Position identification records =
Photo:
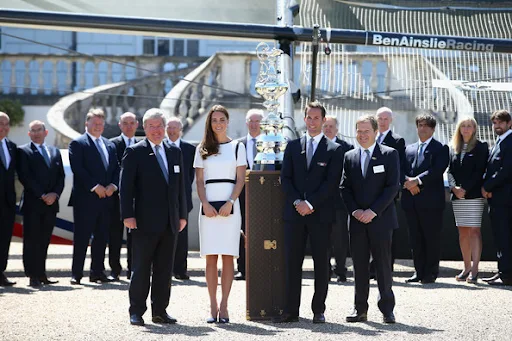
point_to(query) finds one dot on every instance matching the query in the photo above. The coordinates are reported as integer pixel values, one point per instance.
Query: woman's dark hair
(210, 145)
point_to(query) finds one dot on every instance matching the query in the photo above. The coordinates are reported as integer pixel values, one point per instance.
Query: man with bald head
(7, 195)
(388, 138)
(252, 120)
(41, 172)
(339, 234)
(128, 124)
(174, 130)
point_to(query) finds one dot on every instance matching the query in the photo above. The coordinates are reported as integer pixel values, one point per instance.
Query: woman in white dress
(220, 165)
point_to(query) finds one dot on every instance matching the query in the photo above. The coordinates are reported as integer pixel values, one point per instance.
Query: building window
(178, 48)
(192, 48)
(148, 46)
(163, 47)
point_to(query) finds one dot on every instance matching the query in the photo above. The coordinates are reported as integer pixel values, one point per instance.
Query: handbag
(217, 205)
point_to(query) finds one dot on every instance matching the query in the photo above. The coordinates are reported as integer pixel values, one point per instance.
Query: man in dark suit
(154, 207)
(128, 124)
(310, 177)
(497, 188)
(371, 180)
(174, 130)
(252, 120)
(93, 160)
(8, 156)
(423, 199)
(41, 172)
(339, 234)
(388, 138)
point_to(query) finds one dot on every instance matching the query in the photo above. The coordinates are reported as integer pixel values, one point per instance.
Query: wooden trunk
(265, 252)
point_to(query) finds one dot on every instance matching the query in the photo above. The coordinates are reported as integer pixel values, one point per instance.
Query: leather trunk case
(265, 252)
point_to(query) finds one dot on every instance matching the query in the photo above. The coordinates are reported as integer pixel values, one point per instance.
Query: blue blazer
(430, 171)
(38, 179)
(144, 193)
(498, 175)
(88, 171)
(7, 191)
(319, 184)
(377, 191)
(468, 175)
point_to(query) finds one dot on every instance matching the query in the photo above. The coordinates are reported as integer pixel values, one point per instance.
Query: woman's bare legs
(228, 271)
(212, 280)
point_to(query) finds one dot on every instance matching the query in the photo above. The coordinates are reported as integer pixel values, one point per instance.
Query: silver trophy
(271, 143)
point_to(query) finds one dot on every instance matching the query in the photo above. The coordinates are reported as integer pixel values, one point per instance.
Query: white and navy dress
(220, 235)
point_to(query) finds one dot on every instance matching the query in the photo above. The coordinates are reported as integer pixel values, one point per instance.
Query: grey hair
(332, 117)
(384, 109)
(154, 113)
(251, 112)
(2, 114)
(175, 119)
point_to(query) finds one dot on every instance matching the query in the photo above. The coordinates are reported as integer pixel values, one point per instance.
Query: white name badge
(378, 169)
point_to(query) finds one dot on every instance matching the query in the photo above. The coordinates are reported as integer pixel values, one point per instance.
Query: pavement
(446, 310)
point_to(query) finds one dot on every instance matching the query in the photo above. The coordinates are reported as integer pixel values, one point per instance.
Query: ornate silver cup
(271, 143)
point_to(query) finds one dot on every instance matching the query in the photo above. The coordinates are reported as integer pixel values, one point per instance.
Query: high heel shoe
(462, 276)
(473, 279)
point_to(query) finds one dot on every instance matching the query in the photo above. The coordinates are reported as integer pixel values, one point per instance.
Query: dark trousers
(89, 223)
(501, 221)
(153, 253)
(7, 215)
(339, 242)
(296, 235)
(425, 227)
(115, 242)
(37, 232)
(180, 257)
(363, 242)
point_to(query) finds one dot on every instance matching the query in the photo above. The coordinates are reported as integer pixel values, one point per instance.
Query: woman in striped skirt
(468, 160)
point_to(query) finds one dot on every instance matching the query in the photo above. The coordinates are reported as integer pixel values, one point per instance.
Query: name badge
(378, 169)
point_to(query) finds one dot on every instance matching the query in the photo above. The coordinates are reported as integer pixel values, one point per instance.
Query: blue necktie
(44, 154)
(2, 154)
(421, 156)
(161, 163)
(366, 162)
(100, 150)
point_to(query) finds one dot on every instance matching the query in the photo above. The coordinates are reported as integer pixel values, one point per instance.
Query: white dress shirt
(161, 152)
(363, 155)
(249, 149)
(6, 153)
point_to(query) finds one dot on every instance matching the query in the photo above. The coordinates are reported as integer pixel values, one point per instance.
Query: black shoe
(75, 281)
(115, 277)
(34, 283)
(46, 281)
(183, 277)
(164, 318)
(390, 318)
(319, 318)
(4, 282)
(285, 318)
(413, 279)
(341, 278)
(357, 317)
(102, 278)
(136, 320)
(428, 280)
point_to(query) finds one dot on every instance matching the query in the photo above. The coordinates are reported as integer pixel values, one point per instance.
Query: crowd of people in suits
(340, 197)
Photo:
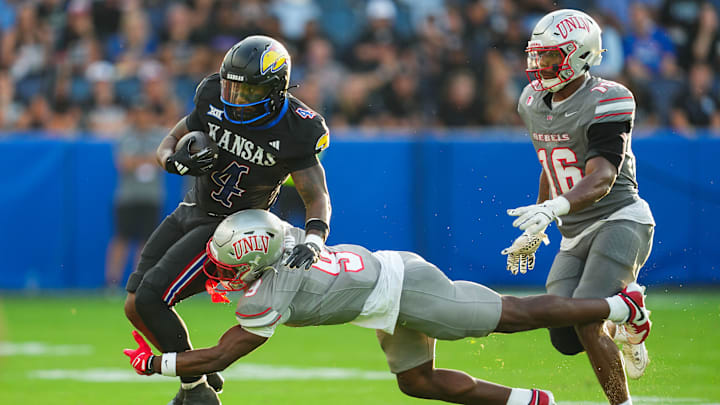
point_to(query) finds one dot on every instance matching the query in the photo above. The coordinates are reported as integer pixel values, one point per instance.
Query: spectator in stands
(106, 118)
(139, 194)
(698, 105)
(135, 43)
(354, 107)
(460, 105)
(30, 49)
(500, 92)
(651, 64)
(10, 109)
(379, 40)
(157, 90)
(37, 114)
(401, 103)
(319, 66)
(176, 46)
(705, 39)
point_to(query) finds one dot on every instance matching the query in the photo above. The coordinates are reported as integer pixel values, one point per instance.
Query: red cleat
(541, 397)
(638, 323)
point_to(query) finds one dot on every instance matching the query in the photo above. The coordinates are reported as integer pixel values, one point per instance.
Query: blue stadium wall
(442, 196)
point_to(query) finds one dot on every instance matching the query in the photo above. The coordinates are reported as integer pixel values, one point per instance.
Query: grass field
(64, 350)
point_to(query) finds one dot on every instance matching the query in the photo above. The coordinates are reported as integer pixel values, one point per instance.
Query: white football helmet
(562, 47)
(244, 245)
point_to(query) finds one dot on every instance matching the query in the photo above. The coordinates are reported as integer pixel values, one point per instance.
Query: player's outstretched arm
(167, 145)
(312, 187)
(234, 344)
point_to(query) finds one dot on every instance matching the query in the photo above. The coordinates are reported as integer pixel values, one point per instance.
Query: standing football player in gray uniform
(581, 129)
(409, 301)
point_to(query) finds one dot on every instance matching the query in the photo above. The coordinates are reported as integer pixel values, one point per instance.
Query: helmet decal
(273, 59)
(570, 24)
(248, 244)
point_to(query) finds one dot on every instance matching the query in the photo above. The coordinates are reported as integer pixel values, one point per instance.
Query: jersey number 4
(562, 176)
(335, 262)
(228, 180)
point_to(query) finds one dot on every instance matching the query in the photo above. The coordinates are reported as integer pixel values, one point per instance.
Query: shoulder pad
(612, 101)
(251, 315)
(208, 88)
(313, 125)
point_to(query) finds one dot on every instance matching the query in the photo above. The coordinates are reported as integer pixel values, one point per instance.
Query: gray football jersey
(559, 136)
(333, 291)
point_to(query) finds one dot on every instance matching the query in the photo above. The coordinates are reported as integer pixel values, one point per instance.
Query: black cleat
(216, 381)
(203, 394)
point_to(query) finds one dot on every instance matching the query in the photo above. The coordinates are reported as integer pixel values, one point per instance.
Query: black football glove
(184, 162)
(303, 255)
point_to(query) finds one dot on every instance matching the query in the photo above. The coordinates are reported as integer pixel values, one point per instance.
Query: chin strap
(215, 295)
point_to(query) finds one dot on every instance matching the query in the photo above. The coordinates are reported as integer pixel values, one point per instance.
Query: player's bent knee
(566, 341)
(412, 385)
(415, 382)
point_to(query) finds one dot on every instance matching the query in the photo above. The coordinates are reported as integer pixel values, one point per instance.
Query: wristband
(170, 165)
(318, 225)
(312, 238)
(559, 205)
(167, 367)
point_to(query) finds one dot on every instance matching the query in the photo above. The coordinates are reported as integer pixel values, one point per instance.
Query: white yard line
(43, 349)
(260, 372)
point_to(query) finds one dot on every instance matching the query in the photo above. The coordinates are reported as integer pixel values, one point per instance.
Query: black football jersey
(254, 161)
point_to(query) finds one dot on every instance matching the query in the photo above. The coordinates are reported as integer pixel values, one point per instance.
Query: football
(200, 141)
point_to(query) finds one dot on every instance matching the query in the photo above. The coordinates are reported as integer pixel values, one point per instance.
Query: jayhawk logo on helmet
(273, 59)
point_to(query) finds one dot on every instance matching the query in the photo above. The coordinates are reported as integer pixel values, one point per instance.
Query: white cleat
(635, 356)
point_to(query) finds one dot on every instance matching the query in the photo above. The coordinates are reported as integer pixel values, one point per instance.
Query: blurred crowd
(99, 68)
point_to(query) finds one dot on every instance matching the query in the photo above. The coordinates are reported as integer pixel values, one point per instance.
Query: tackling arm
(234, 344)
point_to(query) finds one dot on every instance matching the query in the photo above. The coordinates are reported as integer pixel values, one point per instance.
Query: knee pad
(566, 341)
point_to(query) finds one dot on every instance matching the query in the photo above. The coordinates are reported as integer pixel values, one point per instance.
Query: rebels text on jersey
(254, 161)
(559, 133)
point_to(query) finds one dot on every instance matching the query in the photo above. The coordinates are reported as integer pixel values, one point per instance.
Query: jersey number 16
(562, 176)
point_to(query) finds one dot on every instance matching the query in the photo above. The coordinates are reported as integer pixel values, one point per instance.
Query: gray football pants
(601, 265)
(434, 307)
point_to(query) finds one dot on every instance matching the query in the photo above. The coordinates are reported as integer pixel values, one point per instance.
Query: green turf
(684, 348)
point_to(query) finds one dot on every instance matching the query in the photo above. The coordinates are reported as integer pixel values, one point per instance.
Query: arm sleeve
(193, 121)
(608, 139)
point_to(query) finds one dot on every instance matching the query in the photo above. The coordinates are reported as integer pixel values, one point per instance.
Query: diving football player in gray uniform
(409, 301)
(581, 129)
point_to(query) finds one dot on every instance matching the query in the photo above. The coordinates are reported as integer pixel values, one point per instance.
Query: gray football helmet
(562, 47)
(244, 245)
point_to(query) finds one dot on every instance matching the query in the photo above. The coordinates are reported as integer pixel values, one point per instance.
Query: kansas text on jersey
(253, 161)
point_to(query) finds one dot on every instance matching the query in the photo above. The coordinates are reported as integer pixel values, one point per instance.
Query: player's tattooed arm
(312, 187)
(167, 145)
(600, 175)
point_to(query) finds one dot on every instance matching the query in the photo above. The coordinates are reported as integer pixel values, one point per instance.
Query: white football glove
(535, 218)
(521, 254)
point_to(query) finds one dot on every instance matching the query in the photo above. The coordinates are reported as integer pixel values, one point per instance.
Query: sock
(191, 385)
(519, 396)
(619, 312)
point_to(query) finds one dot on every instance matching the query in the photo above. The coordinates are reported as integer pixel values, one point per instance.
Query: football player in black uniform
(264, 134)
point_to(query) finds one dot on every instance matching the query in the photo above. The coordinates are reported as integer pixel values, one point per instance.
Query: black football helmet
(254, 79)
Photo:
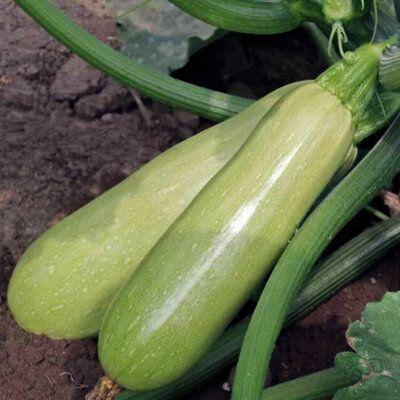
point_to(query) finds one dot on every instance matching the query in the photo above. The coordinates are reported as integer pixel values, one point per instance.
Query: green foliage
(377, 359)
(159, 35)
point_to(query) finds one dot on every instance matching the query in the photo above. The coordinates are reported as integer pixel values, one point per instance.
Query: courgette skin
(196, 278)
(66, 279)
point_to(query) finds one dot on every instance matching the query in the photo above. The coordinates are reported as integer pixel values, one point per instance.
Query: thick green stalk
(261, 17)
(319, 386)
(208, 103)
(356, 190)
(321, 42)
(204, 102)
(271, 16)
(340, 268)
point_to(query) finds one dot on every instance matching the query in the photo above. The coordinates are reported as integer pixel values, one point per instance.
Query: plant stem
(359, 187)
(334, 273)
(376, 213)
(204, 102)
(321, 42)
(133, 9)
(319, 386)
(257, 17)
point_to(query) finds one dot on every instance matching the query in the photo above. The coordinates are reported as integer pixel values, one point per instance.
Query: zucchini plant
(326, 279)
(53, 270)
(372, 372)
(58, 287)
(238, 223)
(233, 232)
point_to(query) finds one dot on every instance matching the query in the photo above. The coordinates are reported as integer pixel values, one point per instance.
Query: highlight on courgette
(342, 92)
(58, 287)
(225, 242)
(83, 244)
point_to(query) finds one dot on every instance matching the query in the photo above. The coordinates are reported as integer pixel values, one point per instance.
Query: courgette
(66, 279)
(193, 282)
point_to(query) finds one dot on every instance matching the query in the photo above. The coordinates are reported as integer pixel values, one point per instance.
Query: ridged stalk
(334, 273)
(319, 386)
(261, 17)
(356, 190)
(204, 102)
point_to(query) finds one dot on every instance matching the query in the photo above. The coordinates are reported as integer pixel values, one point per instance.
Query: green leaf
(388, 7)
(159, 35)
(376, 341)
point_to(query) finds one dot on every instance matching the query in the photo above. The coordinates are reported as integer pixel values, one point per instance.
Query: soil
(68, 133)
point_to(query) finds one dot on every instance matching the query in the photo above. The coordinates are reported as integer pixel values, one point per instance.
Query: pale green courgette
(66, 279)
(192, 283)
(203, 269)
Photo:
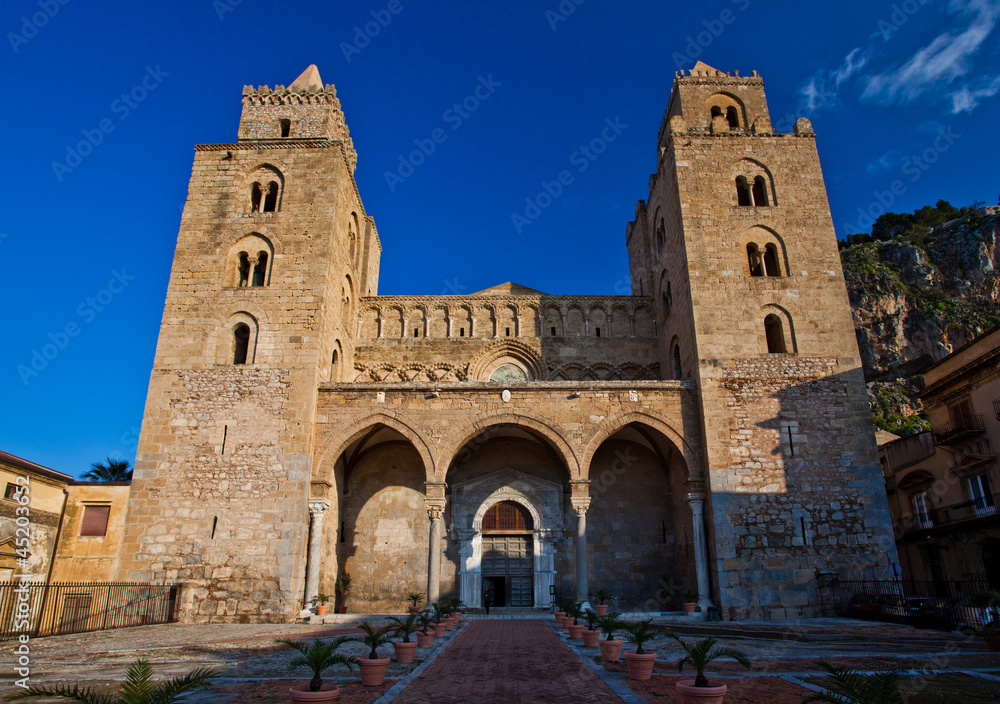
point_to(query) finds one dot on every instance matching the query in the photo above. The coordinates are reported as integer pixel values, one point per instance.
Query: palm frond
(74, 694)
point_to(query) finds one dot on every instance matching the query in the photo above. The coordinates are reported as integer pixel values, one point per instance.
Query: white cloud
(942, 62)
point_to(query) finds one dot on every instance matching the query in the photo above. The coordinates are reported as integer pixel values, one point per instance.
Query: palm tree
(111, 470)
(318, 657)
(139, 687)
(852, 687)
(704, 652)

PROBLEM TO WORK ON = Return every line of the rows above that contains the string "name", matching case exactly.

ANSWER TO THIS EXERCISE =
Query: white name badge
Query: name badge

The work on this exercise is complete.